Point-per-instance localization data
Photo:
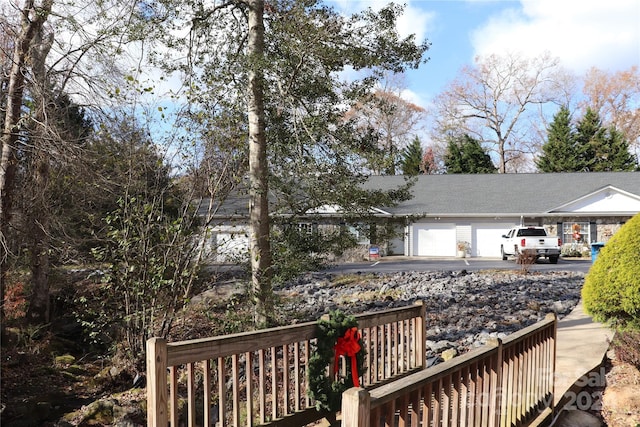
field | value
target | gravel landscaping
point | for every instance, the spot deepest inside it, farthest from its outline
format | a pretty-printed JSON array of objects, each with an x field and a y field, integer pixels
[{"x": 464, "y": 309}]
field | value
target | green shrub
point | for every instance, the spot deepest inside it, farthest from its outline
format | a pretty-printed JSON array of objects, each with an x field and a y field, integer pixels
[
  {"x": 626, "y": 344},
  {"x": 611, "y": 292}
]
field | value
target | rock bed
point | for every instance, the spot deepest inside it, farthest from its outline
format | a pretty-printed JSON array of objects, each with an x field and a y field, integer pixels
[{"x": 464, "y": 309}]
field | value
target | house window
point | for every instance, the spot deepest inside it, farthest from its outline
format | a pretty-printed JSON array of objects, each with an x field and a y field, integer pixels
[
  {"x": 305, "y": 228},
  {"x": 575, "y": 232}
]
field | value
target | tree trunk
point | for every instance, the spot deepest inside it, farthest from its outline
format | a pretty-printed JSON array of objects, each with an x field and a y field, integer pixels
[
  {"x": 33, "y": 18},
  {"x": 260, "y": 250},
  {"x": 39, "y": 217}
]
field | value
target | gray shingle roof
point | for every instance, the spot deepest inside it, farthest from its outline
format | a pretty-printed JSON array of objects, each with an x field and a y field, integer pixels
[{"x": 501, "y": 193}]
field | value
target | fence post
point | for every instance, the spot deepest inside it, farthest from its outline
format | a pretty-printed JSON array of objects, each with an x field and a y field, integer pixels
[
  {"x": 421, "y": 331},
  {"x": 554, "y": 333},
  {"x": 157, "y": 382},
  {"x": 496, "y": 386},
  {"x": 356, "y": 408}
]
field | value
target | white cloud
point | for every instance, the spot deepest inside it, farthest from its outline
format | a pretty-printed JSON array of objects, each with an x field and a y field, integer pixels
[
  {"x": 589, "y": 33},
  {"x": 414, "y": 20}
]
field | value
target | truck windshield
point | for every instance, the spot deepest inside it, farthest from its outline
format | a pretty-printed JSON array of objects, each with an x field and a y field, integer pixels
[{"x": 532, "y": 232}]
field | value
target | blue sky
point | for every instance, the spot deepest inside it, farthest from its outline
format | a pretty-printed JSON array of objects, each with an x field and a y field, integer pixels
[{"x": 583, "y": 34}]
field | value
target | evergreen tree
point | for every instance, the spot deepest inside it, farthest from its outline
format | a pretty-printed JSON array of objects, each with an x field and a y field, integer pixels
[
  {"x": 412, "y": 158},
  {"x": 611, "y": 153},
  {"x": 466, "y": 155},
  {"x": 558, "y": 152},
  {"x": 589, "y": 135}
]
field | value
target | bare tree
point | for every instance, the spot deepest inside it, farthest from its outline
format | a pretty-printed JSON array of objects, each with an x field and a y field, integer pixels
[
  {"x": 258, "y": 171},
  {"x": 495, "y": 101},
  {"x": 394, "y": 119},
  {"x": 33, "y": 18},
  {"x": 60, "y": 49},
  {"x": 615, "y": 97}
]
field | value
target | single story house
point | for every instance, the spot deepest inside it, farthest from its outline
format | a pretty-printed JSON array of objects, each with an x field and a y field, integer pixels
[
  {"x": 446, "y": 211},
  {"x": 476, "y": 210}
]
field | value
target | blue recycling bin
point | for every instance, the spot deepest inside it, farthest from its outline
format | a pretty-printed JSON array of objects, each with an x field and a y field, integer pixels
[{"x": 595, "y": 250}]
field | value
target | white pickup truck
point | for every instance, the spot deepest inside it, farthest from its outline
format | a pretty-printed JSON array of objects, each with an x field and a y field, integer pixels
[{"x": 519, "y": 239}]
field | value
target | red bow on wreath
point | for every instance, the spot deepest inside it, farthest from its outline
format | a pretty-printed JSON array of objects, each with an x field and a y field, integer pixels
[{"x": 348, "y": 346}]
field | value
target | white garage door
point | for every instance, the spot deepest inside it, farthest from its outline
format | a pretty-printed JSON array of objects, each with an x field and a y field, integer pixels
[
  {"x": 487, "y": 239},
  {"x": 434, "y": 239}
]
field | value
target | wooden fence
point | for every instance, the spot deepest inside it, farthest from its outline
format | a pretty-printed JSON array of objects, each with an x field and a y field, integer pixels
[
  {"x": 260, "y": 377},
  {"x": 506, "y": 383}
]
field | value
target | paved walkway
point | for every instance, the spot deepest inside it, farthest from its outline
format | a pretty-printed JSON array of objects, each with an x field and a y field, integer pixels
[{"x": 581, "y": 346}]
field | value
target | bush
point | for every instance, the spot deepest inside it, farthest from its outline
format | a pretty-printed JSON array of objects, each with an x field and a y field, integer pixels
[
  {"x": 626, "y": 345},
  {"x": 611, "y": 292}
]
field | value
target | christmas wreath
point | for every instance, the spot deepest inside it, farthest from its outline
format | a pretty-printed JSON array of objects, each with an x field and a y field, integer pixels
[{"x": 337, "y": 337}]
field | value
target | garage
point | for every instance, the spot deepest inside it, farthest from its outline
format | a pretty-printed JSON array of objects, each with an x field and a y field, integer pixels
[
  {"x": 487, "y": 238},
  {"x": 434, "y": 240}
]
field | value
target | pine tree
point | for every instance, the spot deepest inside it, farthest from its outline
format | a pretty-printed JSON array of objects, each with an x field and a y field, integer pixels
[
  {"x": 466, "y": 155},
  {"x": 589, "y": 136},
  {"x": 412, "y": 158},
  {"x": 558, "y": 153}
]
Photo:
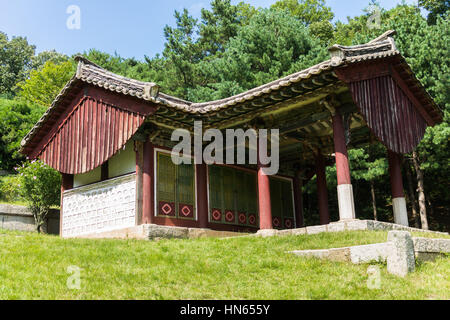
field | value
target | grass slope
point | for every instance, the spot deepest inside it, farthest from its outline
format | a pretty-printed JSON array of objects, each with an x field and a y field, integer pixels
[{"x": 34, "y": 266}]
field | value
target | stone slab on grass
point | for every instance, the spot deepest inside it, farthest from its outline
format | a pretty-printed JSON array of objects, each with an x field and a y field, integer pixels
[{"x": 401, "y": 259}]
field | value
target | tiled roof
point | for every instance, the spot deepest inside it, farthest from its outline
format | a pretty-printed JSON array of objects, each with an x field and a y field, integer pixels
[{"x": 88, "y": 72}]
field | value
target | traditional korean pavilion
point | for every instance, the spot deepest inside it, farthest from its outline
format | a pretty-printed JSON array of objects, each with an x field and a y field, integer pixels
[{"x": 109, "y": 137}]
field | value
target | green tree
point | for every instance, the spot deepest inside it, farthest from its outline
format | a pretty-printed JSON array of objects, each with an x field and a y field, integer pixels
[
  {"x": 15, "y": 62},
  {"x": 307, "y": 11},
  {"x": 436, "y": 8},
  {"x": 39, "y": 60},
  {"x": 44, "y": 84},
  {"x": 272, "y": 45},
  {"x": 17, "y": 118},
  {"x": 40, "y": 187}
]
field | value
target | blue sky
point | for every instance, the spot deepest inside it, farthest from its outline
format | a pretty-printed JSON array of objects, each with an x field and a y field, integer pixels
[{"x": 132, "y": 28}]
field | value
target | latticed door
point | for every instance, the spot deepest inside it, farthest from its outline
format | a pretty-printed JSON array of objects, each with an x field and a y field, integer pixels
[
  {"x": 175, "y": 188},
  {"x": 281, "y": 203},
  {"x": 232, "y": 196}
]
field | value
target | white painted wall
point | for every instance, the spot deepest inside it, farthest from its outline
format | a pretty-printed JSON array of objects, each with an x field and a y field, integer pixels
[
  {"x": 123, "y": 162},
  {"x": 100, "y": 207}
]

● ABOUT THIS TASK
Return every line above word for word, minus images.

● REPLY
Photo:
field | value
target | gravel landscaping
point | for every instance, the spot deepest inside it, farthest from its outline
format | a pretty-printed JSON array of objects, each with an x field and a y field, integer pixels
[{"x": 464, "y": 309}]
field | value
target | green shrub
point | for every instance, the spot deepest inside it, farthest from its outline
format | a pretty-printed JSON array of objects, each with an x field and a y field, integer pixels
[
  {"x": 626, "y": 344},
  {"x": 611, "y": 292}
]
field | value
target | rock bed
point | for every instance, the spot deepest inside it, farthest from its outline
format | a pretty-printed JSON array of objects, each with an x field and a y field, integer pixels
[{"x": 464, "y": 309}]
field | value
target | house window
point | for every instance, the spot deepest inside it, farthest from its outline
format | a pretty-printed JSON array of objects, each with an x field and a y field, integer pixels
[
  {"x": 305, "y": 228},
  {"x": 575, "y": 232}
]
field | value
target | tree trunk
point | for every instance, the spot deepest inside it, farthest from its outline
format | a pretty-printed JSON array of objects, each with an x field and a y field, integer pixels
[
  {"x": 33, "y": 18},
  {"x": 260, "y": 250},
  {"x": 39, "y": 217}
]
field | value
target | gray shingle roof
point | for every instance, the spot deepest inside it, farthest from its outline
format | a pretty-printed JSON array of objects, each with an x field and a y field, integer pixels
[{"x": 501, "y": 193}]
field | value
target | fence post
point | for every instance, the spot deepest inside it, farthest from its outline
format | a pretty-printed JSON array of objects, each with an x field and a y field, integer pixels
[
  {"x": 421, "y": 331},
  {"x": 554, "y": 333},
  {"x": 157, "y": 382},
  {"x": 496, "y": 386},
  {"x": 356, "y": 408}
]
field | value
target | white cloud
point | for every instance, the spot deepest inside it, farthest from its outline
format | a pretty-printed JSON array of objects, each with an x field and a y field, integer pixels
[
  {"x": 589, "y": 33},
  {"x": 414, "y": 20}
]
field | value
target | truck windshield
point | for every instance, the spot deepest inside it, farthest from its outline
format | a pretty-printed JSON array of objects, each with an x field and a y field, integer pixels
[{"x": 532, "y": 232}]
field | value
target | blue sky
point | for every instance, the spot deepest inside it, farthest from its outline
format | a pretty-printed JSON array of objects, each with an x field and a y field, integer pixels
[{"x": 583, "y": 34}]
field | value
target | evergreen tree
point | for every instance, the spot deepest inside it, farthest from its outline
format | a pretty-printed JSON array of objects, each with an x field and a y field, integer pixels
[
  {"x": 412, "y": 158},
  {"x": 611, "y": 153},
  {"x": 466, "y": 155},
  {"x": 558, "y": 152},
  {"x": 589, "y": 135}
]
field | value
target | bare tree
point | for every instance, the spot deepest inside it, farthest from its outline
format | a pretty-printed JSON array of objects, each with an x field and a y field, integer pixels
[
  {"x": 258, "y": 171},
  {"x": 495, "y": 101},
  {"x": 394, "y": 119},
  {"x": 33, "y": 18},
  {"x": 60, "y": 49},
  {"x": 615, "y": 97}
]
field | value
target | single story house
point | for every instance, the spot deepest inside it, farthest from its outline
format | a pretty-printed JSON array of objects, each with an x field and a y field, integer pixels
[
  {"x": 446, "y": 211},
  {"x": 476, "y": 210}
]
field | value
target | blue recycling bin
point | for every instance, the spot deepest inside it, farthest from its outline
format | a pretty-printed JSON array of objects, each with an x field and a y field, integer pixels
[{"x": 595, "y": 250}]
field | value
target | white pickup truck
point | for every instance, the spot deepest inside it, farthest from its outline
format | a pretty-printed JSON array of objects, each with an x field and a y field, integer pixels
[{"x": 519, "y": 239}]
field | value
target | red bow on wreath
point | for every instance, the spot deepest inside it, farthest from its outline
format | a pretty-printed JSON array of objects, each with an x field and a y field, integer pixels
[{"x": 348, "y": 346}]
field | value
target | white garage door
point | for every instance, the spot deepest inside it, farthest from its outline
format | a pretty-printed JSON array of objects, each with an x field and a y field, integer pixels
[
  {"x": 487, "y": 239},
  {"x": 434, "y": 239}
]
field | value
target | wooden fence
point | for every instance, the spot deepest inside it, farthest from its outline
format | a pretty-printed JSON array of objects, each with an x field and a y field, integer pixels
[
  {"x": 260, "y": 377},
  {"x": 506, "y": 383}
]
field | value
target | paved walkway
point | for every instance, the spot deepest inside it, farthest from its outline
format | a pretty-printed JSON array of objects, each with an x field and a y field, integer pixels
[{"x": 581, "y": 346}]
field | value
target | bush
point | for every instance, the spot deepest inside it, farthest from its outline
format | a pretty-printed JSON array of objects, each with an x field and a y field, integer pixels
[
  {"x": 626, "y": 345},
  {"x": 611, "y": 292}
]
field | value
target | christmas wreath
point | for every instance, the spot deepest inside it, farthest from its outline
format | a pretty-printed JSON array of objects, each with an x field and a y field, integer pixels
[{"x": 337, "y": 337}]
field | value
target | garage
point | for every instance, the spot deepest inside it, farthest from its outline
format | a pretty-printed JSON array of objects, each with an x field and a y field, integer pixels
[
  {"x": 487, "y": 238},
  {"x": 434, "y": 240}
]
field | value
target | pine tree
point | for every instance, the spot deepest inside it, farthest from its outline
format | a pretty-printed JSON array of objects, each with an x field and a y field, integer pixels
[
  {"x": 466, "y": 155},
  {"x": 589, "y": 136},
  {"x": 412, "y": 158},
  {"x": 558, "y": 153}
]
Photo:
field | value
target | grass slope
point | for every instance, the spot deepest inside it, farthest from its outline
format | a pretty-printed JSON array of objects, each with an x field and a y field, integer pixels
[{"x": 34, "y": 266}]
field | value
target | stone slab on grass
point | for every instance, the spot deepest inside it, farthest from its outline
format | a pretty-printed JSON array of objects, each with an x field and a y field, integer pixels
[{"x": 401, "y": 259}]
field | value
target | tiled roof
point | for every instance, the spot deepest inside it, farthest from its outline
format | a pretty-printed JSON array of objects, each with an x field and a y field, integer pixels
[{"x": 88, "y": 72}]
field | value
target | traditional korean pavilion
point | for every instance, the spot deepest inside it, farthest from its outline
format | a pretty-printed JSON array of objects, each with an x field and a y field, integer pixels
[{"x": 109, "y": 137}]
field | value
target | green tree
point | for every instance, the spot deepest inside it, farthest from its outline
format | a pretty-printed JSON array of objects, each with an x field and a y field, integer pixels
[
  {"x": 15, "y": 62},
  {"x": 307, "y": 11},
  {"x": 436, "y": 8},
  {"x": 39, "y": 60},
  {"x": 44, "y": 84},
  {"x": 272, "y": 45},
  {"x": 17, "y": 118},
  {"x": 40, "y": 187}
]
field | value
target | blue sky
point | for every instance, the spot deepest inside it, farthest from its outline
format | a pretty-printed JSON array of objects, each with an x field and a y field, integer pixels
[{"x": 132, "y": 28}]
field | value
target | latticed door
point | for every instance, the spot deepest inside it, farthest from its outline
format | a pretty-printed JSON array of objects, each with an x field and a y field, integer pixels
[
  {"x": 175, "y": 188},
  {"x": 281, "y": 203},
  {"x": 232, "y": 196}
]
field | value
target | white painted wall
point | for every instance, the spot deepest inside it, farthest from its outline
format | a pretty-printed JSON array of objects, each with an x field and a y field, integer pixels
[
  {"x": 123, "y": 162},
  {"x": 100, "y": 207}
]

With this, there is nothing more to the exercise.